I'm attempting to drop the rudder to check the shaft and remove the slop. I'd really like to remove the aft water tank so I can reach all the doohickies that need to be loosened/removed so the rudder will slide out. I'm especially interested in how the tank is affixed to the boat. I'm assuming that someone has pulled one out and would appreciate any experiences. My boat is hull # 364 and a 1986 MK1. No sugar, no scoop. At 6'5" and 230Lbs getting access through the rear lazzerette is somewhat problematic. I don't know anyone who I dislike enough to ask to help. Thanks.
Dave & Pamm Monier
San Carlos Son. MX
Seaclusion
C34 #364, M25 XP #37 Oshkosh,WI
"Outside of a dog, a book is a man's best friend. Inside of a dog, it's too dark to read". Groucho Marx

Noah

#1
I have done this many times (don't ask why) :abd:.
1. Remove fuel tank bulkhead (Portside). Then remove aft bulkhead. You may have one sneaky screw coming from the back side to front holding bulkhead that you will need to reach through with stubby screwdriver to remove.first .
The water tank should be just sitting on shelf. Only held in place by hoses and engine cables.
2. Drain tank.
3. Remove deck fill and vent hoses on top starboard side.
4. Lift tank up in front and reach. Under and remove feed hose from hose barb (be careful not to damage hose barb as it stays attached to tank.
5. Tricky part is next. If you have enough slack in you engine cables you can lever them out of the way and then lift out tank by sliding and maneuvering it up and out sideways. You may have to disconnect engine cables from engine if not enough clearance. You will dribble some residule water so be prepared with towels,
Enjoy!
1990 hull #1014, San Diego, CA,  Fin Keel,
Standard Rig

waughoo

As Noah says... make sure to remove the fuel tank bulkhead first.  It is exceedingly tempting to remove JUST the aft bulkhead, but the clearance isn't there to do so.  In my boat, the tank is just resting on a platform and doesn't have any securing straps.  The platform has three sides to it (aft port and stbd).  My platform was toast and I had to rebuild it.
Alex - Seattle, WA
91 mk1.5 #1120
Std rig w/wing keel
Universal M35
Belafonte

Ron Hill

Dave : You might have to saw a notch in the bottom lip of the lateral fiberglass (that the aft panel screws into) so you can get the drain hose barb to clear!!

::::

§ EXERCISE BRIEF
In the water tank discussion, rewrite the paragraph that begins "As Noah says..." as a short bulleted list that keeps its main facts. The rows after this point were taken from a separate source.

Records in a dataset:
::::

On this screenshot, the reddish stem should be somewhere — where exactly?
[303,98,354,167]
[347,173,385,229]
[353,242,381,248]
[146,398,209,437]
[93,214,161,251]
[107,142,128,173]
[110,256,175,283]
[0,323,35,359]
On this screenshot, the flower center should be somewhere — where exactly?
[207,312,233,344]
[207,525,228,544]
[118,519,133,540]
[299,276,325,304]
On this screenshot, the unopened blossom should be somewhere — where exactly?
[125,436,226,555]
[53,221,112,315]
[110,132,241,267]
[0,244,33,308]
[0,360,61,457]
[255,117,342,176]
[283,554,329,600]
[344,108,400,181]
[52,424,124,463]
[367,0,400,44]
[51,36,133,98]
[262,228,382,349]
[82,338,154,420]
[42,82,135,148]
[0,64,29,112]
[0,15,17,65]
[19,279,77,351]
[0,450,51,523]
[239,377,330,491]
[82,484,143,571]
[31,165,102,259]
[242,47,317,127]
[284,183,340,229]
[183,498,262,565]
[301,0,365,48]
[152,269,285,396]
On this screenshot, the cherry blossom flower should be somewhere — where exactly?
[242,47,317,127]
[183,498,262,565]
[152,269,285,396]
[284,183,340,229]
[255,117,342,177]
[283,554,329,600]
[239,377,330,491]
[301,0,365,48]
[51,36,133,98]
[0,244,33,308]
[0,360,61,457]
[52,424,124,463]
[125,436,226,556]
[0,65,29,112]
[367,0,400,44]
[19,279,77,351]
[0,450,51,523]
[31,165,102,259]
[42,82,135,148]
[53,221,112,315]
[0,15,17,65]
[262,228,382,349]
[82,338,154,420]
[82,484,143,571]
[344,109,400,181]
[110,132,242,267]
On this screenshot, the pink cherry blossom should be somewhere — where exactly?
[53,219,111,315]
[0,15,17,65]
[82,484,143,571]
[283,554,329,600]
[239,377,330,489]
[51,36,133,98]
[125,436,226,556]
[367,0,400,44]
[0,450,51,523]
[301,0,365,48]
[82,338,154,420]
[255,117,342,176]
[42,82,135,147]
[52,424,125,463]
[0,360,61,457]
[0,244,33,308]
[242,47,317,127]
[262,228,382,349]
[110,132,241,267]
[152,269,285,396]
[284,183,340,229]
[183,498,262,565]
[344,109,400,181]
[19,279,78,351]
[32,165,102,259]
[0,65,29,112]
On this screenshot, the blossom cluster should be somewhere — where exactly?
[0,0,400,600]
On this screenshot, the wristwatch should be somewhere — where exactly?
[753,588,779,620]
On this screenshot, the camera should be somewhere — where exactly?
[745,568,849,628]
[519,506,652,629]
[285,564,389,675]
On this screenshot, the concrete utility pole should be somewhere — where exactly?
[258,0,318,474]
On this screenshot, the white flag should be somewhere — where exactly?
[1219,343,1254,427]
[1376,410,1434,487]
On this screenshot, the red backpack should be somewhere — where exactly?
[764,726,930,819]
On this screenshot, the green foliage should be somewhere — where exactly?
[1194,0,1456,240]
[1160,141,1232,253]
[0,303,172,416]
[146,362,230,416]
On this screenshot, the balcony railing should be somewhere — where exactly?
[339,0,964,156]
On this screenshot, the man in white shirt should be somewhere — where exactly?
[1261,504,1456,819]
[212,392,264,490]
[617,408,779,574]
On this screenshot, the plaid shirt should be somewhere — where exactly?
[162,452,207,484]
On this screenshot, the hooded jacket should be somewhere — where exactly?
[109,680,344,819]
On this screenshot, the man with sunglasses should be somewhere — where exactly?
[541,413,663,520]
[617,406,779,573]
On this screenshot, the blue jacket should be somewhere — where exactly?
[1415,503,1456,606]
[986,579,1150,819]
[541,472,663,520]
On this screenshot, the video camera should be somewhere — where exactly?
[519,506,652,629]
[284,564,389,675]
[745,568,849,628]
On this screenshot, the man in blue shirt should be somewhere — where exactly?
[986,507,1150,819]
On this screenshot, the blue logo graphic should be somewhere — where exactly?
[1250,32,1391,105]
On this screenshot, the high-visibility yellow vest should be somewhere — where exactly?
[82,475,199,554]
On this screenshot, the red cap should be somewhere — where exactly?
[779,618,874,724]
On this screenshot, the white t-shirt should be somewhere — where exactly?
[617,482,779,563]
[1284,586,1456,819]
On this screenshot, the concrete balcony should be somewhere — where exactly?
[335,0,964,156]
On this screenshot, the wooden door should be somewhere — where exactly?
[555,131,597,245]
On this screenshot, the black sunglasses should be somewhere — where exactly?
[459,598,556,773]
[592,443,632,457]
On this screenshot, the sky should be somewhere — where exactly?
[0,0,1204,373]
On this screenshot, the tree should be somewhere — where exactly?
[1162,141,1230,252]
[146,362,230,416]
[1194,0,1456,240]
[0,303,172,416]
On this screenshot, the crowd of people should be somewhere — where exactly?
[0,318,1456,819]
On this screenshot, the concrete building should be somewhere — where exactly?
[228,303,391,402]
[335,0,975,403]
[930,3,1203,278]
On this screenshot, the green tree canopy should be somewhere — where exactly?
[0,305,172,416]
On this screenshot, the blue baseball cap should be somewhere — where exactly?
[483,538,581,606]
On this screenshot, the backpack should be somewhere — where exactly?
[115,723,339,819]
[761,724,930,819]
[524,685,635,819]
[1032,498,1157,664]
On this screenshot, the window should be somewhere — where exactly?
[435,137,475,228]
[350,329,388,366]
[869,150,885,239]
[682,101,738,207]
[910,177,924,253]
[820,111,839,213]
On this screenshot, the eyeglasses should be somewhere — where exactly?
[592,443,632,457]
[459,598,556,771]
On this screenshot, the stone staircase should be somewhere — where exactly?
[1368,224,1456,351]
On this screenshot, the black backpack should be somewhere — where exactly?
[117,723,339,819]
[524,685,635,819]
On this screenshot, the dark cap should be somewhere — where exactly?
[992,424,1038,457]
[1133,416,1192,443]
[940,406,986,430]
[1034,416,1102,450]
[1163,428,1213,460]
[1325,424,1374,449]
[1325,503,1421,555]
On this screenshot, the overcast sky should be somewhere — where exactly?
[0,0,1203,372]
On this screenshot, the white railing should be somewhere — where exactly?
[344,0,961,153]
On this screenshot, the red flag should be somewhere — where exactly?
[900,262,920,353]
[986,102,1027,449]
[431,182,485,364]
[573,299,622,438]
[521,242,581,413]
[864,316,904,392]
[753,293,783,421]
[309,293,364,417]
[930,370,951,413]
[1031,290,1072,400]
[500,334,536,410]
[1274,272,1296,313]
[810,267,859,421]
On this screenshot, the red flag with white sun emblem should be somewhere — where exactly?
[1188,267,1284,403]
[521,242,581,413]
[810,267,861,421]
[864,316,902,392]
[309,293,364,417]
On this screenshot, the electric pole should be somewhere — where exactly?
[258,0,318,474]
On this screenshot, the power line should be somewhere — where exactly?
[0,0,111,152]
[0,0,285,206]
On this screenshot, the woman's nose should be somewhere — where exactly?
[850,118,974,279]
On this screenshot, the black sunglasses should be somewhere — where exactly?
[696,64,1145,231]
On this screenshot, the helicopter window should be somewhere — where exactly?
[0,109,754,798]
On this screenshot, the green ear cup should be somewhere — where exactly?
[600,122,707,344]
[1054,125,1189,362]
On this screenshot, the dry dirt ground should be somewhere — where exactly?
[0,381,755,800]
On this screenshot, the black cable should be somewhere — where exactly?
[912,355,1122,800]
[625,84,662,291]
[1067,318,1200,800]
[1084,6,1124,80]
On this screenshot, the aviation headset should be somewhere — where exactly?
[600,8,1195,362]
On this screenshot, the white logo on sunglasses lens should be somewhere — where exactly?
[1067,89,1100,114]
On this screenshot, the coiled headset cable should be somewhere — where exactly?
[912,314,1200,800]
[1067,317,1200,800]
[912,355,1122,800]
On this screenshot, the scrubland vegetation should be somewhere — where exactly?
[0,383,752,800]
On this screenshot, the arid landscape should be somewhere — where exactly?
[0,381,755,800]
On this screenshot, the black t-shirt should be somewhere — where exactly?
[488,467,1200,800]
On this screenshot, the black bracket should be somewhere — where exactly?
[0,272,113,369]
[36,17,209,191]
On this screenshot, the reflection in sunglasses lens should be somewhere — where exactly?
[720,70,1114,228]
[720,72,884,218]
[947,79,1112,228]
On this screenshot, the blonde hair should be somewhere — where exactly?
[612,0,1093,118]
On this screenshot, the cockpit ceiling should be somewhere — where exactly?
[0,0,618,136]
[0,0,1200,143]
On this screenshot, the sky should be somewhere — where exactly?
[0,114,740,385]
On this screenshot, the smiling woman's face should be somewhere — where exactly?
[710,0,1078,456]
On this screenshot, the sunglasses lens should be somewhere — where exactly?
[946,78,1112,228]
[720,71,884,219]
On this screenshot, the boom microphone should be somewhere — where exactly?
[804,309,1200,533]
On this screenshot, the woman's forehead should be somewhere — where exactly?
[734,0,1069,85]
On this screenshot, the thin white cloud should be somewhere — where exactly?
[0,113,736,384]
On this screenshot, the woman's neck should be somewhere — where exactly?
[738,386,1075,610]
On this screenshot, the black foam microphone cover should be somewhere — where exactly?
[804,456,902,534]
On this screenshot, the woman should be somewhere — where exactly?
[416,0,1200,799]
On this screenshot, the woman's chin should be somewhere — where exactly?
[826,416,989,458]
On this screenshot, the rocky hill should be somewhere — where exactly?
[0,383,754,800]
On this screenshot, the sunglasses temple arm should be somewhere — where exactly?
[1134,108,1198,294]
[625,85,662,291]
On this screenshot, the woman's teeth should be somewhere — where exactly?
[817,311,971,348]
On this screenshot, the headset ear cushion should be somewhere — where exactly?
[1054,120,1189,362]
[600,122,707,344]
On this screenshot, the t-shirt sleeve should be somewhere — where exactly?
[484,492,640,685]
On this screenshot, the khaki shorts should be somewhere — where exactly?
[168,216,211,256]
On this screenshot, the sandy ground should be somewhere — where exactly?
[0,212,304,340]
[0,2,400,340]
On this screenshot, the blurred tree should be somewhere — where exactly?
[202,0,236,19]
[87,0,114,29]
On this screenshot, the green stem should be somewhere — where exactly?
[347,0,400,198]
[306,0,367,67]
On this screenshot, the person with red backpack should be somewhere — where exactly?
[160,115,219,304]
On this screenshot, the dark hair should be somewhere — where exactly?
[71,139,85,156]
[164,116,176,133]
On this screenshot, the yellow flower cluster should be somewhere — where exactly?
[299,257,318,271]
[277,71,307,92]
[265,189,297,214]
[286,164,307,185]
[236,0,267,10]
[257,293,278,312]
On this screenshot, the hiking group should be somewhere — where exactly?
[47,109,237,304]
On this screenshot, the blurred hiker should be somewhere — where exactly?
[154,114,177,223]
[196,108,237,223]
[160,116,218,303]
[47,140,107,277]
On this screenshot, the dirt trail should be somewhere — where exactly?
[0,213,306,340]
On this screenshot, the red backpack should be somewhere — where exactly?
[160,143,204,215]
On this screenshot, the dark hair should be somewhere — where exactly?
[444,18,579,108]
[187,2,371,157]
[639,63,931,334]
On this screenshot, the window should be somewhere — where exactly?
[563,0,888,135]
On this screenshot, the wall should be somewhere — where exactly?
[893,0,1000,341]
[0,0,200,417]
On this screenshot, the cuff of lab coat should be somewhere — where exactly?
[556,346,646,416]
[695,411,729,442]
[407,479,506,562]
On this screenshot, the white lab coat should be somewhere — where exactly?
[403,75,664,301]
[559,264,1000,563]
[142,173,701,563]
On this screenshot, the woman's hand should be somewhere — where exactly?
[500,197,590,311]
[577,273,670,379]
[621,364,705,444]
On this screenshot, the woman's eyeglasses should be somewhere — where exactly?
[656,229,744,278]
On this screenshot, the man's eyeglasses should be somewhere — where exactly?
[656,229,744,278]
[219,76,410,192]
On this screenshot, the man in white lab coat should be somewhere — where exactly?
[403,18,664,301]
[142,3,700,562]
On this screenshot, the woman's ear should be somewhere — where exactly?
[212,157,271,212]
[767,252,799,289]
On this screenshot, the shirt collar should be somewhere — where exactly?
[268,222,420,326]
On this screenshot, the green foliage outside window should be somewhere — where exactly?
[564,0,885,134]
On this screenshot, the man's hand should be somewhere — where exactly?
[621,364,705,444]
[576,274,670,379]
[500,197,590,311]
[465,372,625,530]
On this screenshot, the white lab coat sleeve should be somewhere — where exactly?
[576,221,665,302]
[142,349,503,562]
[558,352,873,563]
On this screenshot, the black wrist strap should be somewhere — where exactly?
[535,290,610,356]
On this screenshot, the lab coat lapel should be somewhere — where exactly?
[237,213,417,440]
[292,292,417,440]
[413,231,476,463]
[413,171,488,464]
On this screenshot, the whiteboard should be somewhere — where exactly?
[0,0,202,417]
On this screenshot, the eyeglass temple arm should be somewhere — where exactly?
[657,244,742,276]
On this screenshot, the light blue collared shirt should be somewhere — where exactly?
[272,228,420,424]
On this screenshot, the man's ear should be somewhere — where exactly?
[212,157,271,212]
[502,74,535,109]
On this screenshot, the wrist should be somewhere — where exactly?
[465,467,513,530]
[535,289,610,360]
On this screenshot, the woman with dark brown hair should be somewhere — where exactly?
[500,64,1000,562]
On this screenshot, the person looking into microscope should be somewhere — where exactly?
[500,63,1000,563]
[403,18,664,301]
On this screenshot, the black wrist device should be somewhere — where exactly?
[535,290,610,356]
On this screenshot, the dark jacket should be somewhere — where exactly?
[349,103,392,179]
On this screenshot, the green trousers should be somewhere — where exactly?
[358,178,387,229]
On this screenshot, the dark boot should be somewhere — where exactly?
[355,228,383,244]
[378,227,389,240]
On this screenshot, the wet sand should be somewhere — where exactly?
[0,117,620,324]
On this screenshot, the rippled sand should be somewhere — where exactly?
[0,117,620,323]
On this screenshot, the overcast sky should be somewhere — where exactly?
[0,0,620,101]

::::

§ OUTPUT
- Remove the fuel tank bulkhead first.
- Removing only the aft bulkhead is tempting, but it leaves too little clearance.
- In this writer's boat, the tank rests on a platform with no securing straps.
- The platform has three sides: aft, port, and starboard.
- The writer's platform was ruined and had to be rebuilt.